- _What you need to do_:
Give every entry again, unchanged, and leave its images out.

Stored data entries:
*** Begin section ***
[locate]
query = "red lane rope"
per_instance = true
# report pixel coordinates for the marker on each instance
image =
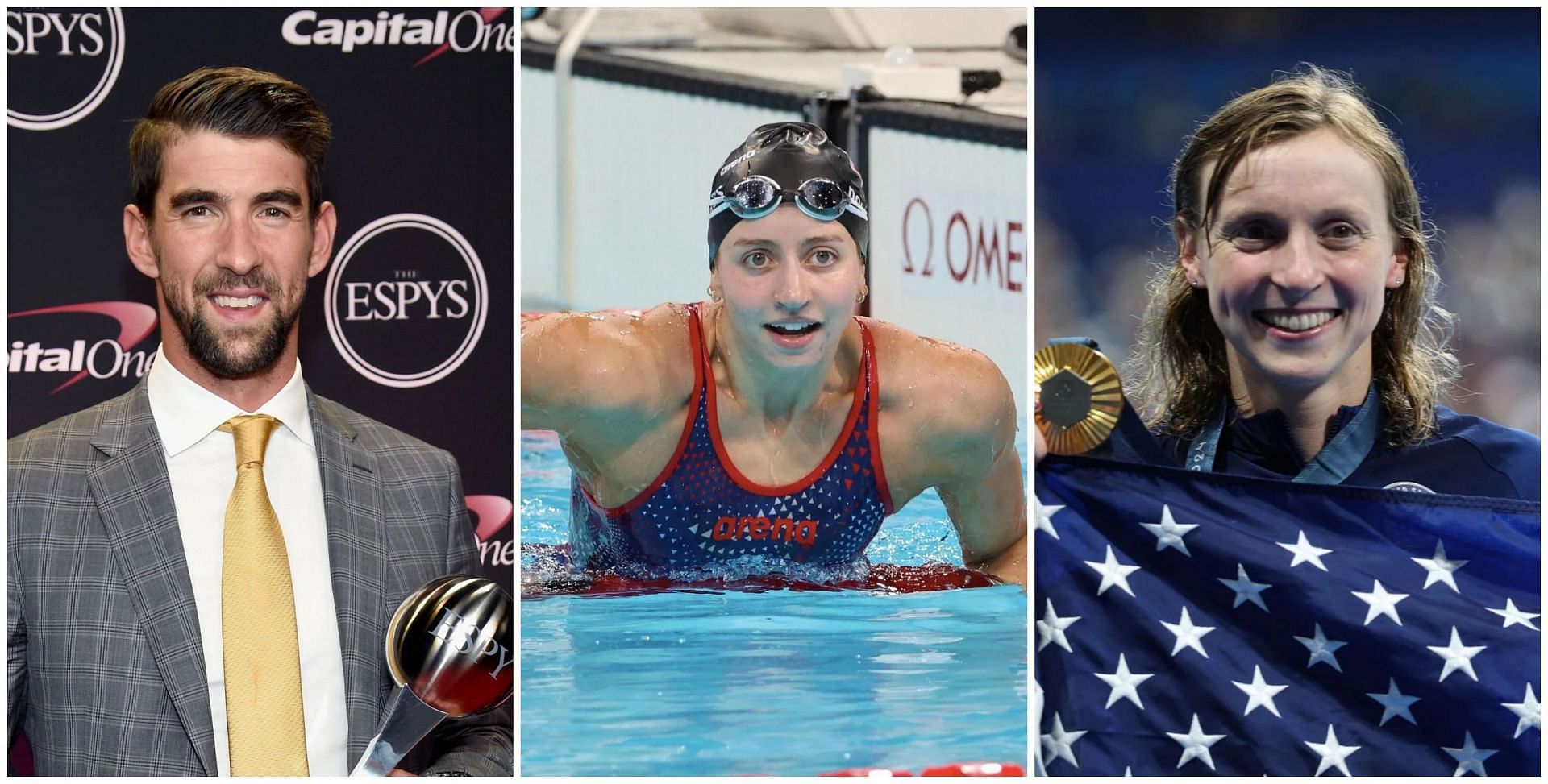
(954, 769)
(883, 577)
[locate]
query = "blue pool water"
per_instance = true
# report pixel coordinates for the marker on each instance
(779, 682)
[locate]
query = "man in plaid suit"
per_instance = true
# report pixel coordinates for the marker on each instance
(115, 514)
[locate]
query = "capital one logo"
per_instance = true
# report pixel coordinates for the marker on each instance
(62, 64)
(406, 301)
(72, 344)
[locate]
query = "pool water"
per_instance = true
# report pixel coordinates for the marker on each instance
(774, 682)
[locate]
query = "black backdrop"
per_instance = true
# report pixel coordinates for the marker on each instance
(422, 131)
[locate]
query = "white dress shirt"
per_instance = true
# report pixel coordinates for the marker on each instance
(202, 463)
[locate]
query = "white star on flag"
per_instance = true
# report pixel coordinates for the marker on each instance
(1169, 533)
(1440, 568)
(1260, 693)
(1051, 628)
(1322, 649)
(1470, 757)
(1246, 590)
(1196, 745)
(1529, 710)
(1188, 634)
(1381, 604)
(1393, 704)
(1332, 753)
(1514, 616)
(1124, 684)
(1457, 656)
(1113, 573)
(1305, 553)
(1058, 743)
(1045, 516)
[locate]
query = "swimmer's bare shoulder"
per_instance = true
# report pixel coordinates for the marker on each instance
(604, 370)
(949, 421)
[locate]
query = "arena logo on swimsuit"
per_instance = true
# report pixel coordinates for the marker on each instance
(802, 533)
(62, 64)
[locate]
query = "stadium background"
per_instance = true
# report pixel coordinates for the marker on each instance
(1117, 92)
*** End section ***
- _Answer to the exercise_:
[locate]
query = "red lane rope"
per_instance = true
# report pixel coordinates for the marker on each instance
image =
(954, 769)
(883, 577)
[locate]
query = "blue pool water"
per_instance = true
# report pixel coordinates for the marker on each instance
(779, 682)
[locate]
query = "man in plaid suit"
per_instance = true
# report pixel coordinates for the marker on each instance
(115, 514)
[locate]
query = "capital one logo"
per_instance = true
# report pixel coordinates for the marker on each instance
(62, 64)
(406, 301)
(72, 344)
[locate]
query = "pool water"
per_instance = true
# report pixel coordinates for the marker on each instance
(774, 682)
[locate]
query = "black backdrop"
per_instance = true
# report pixel coordinates for the marker on each instance
(422, 131)
[locate]
query = "white dress shirt"
per_instance = true
# report pixel coordinates for the marker on each instance
(202, 463)
[locate]
query = "white star on flag"
per_instance = true
# report pixel coordinates for the marker on each instance
(1169, 533)
(1440, 568)
(1260, 693)
(1051, 628)
(1322, 649)
(1470, 757)
(1246, 590)
(1196, 745)
(1529, 710)
(1188, 634)
(1381, 604)
(1393, 704)
(1332, 753)
(1514, 616)
(1124, 684)
(1457, 656)
(1113, 573)
(1305, 553)
(1058, 743)
(1045, 516)
[locate]
query = "swimmer's bare shoulder"
per_instance = true
# report pixel coordinates for the marker on each instance
(604, 370)
(949, 421)
[locate]
query = "arena logo on swimsuit"
per_instance = true
# report pixel coordinates for the marker on each instance
(802, 533)
(62, 64)
[locate]
query = "stadium background"
per_instance = true
# report pixel coordinates for the marker on each instance
(1117, 92)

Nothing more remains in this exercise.